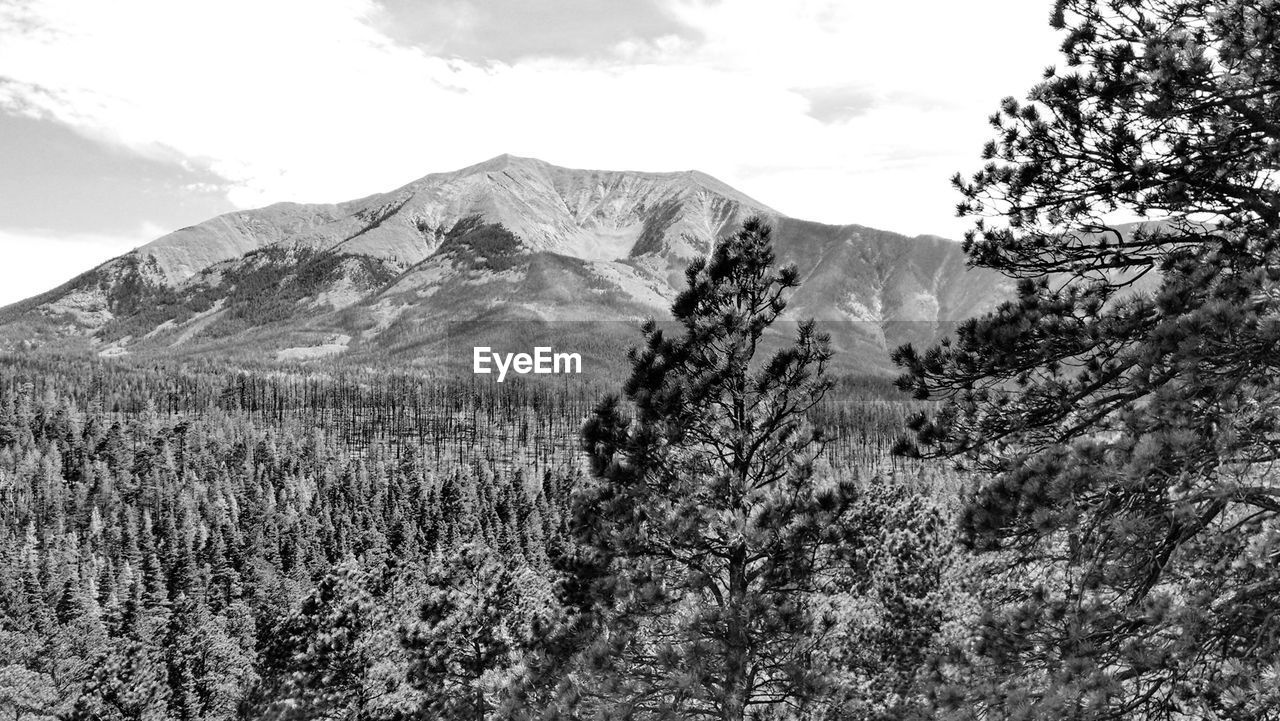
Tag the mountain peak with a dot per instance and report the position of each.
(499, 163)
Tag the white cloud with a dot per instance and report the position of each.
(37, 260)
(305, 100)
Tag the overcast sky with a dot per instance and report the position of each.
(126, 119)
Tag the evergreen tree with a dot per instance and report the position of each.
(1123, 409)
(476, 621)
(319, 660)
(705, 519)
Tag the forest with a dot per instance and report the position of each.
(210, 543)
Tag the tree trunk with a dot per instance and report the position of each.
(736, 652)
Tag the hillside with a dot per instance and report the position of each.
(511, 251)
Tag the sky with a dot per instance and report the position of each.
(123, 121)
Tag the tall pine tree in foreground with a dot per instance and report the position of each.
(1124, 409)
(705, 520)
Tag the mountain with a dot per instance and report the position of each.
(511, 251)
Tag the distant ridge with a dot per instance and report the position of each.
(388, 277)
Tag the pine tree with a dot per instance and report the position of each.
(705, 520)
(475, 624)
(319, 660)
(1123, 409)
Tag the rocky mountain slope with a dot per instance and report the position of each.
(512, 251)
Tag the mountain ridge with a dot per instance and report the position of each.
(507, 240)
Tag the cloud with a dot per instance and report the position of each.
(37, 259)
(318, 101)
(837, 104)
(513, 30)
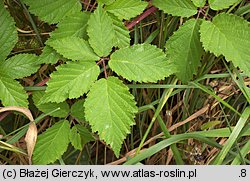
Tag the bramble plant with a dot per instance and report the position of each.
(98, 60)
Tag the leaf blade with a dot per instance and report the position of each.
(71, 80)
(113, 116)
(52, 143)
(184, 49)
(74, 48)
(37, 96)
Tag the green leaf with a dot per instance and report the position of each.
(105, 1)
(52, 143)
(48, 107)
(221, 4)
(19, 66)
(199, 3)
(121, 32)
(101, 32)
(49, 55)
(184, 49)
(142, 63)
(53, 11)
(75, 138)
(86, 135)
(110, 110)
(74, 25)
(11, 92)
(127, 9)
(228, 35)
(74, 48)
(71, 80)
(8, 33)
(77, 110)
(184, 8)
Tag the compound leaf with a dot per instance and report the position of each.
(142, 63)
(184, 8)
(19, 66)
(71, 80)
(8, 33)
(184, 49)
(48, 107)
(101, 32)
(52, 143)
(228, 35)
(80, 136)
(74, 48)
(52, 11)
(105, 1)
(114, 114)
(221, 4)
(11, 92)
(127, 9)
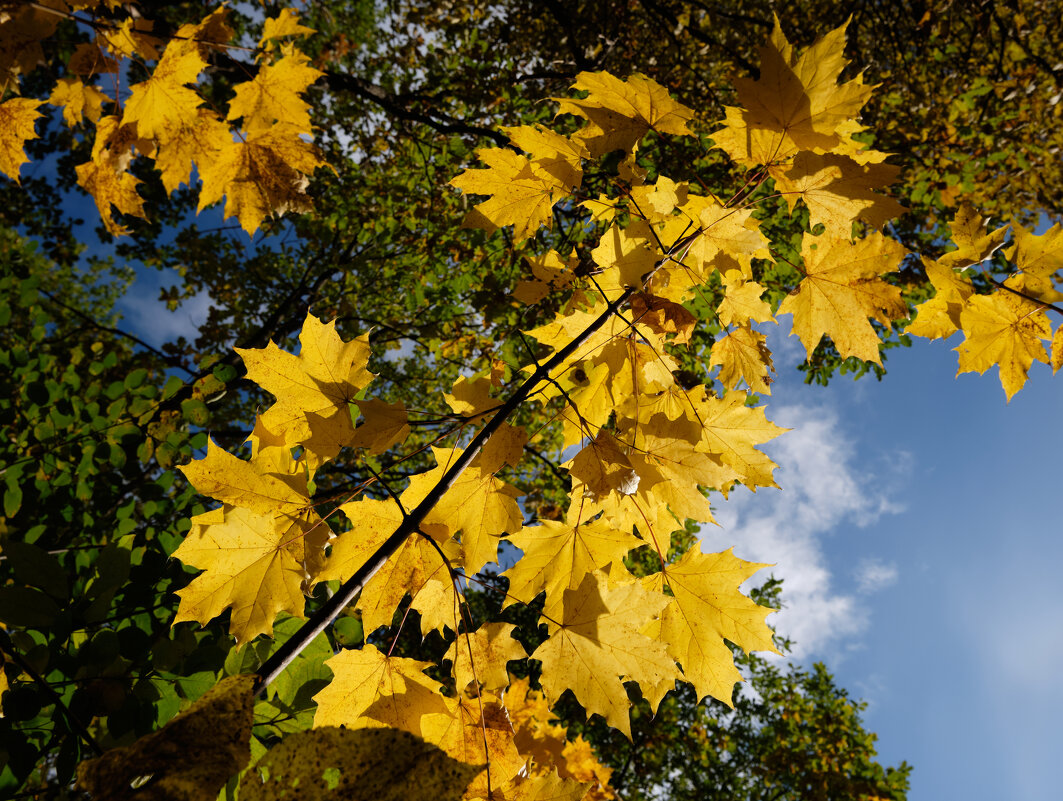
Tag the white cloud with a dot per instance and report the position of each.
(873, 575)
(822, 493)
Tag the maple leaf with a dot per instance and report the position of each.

○ ○ ○ ○ ○ ○ ○

**What you need to do**
Repeat every record above exactly, but drop the pictures.

**Finished exercise**
Tag the mountain peak with a dot per instance and report the position of each.
(499, 163)
Tag the white cloud with a dot per instance and report the position of each.
(37, 260)
(305, 100)
Tag the overcast sky with a dot per instance and report the position of each.
(126, 119)
Tag the evergreen tree with a dot per instance and report the position of each.
(1123, 409)
(476, 621)
(319, 660)
(705, 519)
Tag the forest with a dot per instance and report the position of each.
(210, 543)
Tag the tree trunk with a dot per instance and report the position of each.
(736, 652)
Tag the hillside with a dot per instance and report the position of each.
(511, 251)
Tag the sky with a dot per instance and report the position of each.
(123, 121)
Tag the tall pine tree in foreground with a dot per instance and report the position of each.
(1124, 409)
(705, 520)
Tag the mountain with a dot per instance and report the position of each.
(511, 251)
Tag the distant ridge with a dot per instance and report the position of each.
(388, 277)
Tag the pine tree with a dot per instance and report the position of each.
(705, 520)
(475, 624)
(319, 660)
(1123, 409)
Tag the rocky mountain slope with a dot per instance and report the position of each.
(512, 251)
Tag the mountain ridge with a dot per instance and report the position of each.
(507, 240)
Tag the cloud with a dot per instance and report the position of each.
(37, 259)
(318, 101)
(837, 104)
(513, 30)
Tag the bramble plant with a dot per instance and report the position of each.
(98, 60)
Tag the leaf blade with a dot per instance and report the position of each.
(71, 80)
(113, 116)
(52, 143)
(184, 49)
(74, 48)
(37, 96)
Tag the green leaf with a dot per instance and report the position of each.
(105, 1)
(52, 143)
(48, 107)
(221, 4)
(19, 66)
(199, 3)
(121, 32)
(101, 32)
(49, 55)
(184, 49)
(142, 63)
(53, 11)
(75, 138)
(86, 135)
(110, 110)
(74, 25)
(11, 92)
(127, 9)
(228, 35)
(74, 48)
(71, 80)
(8, 33)
(77, 110)
(184, 8)
Tag the compound leaf with a dot per instance and report the position of each.
(142, 63)
(184, 8)
(19, 66)
(71, 80)
(8, 33)
(184, 49)
(48, 107)
(101, 32)
(52, 143)
(228, 35)
(80, 136)
(74, 48)
(52, 11)
(105, 1)
(114, 114)
(221, 4)
(11, 92)
(127, 9)
Tag the white cloud with a dot per instance and report the position of each.
(873, 575)
(822, 493)
Tag the maple leaf with a dot per instance and report the position of each.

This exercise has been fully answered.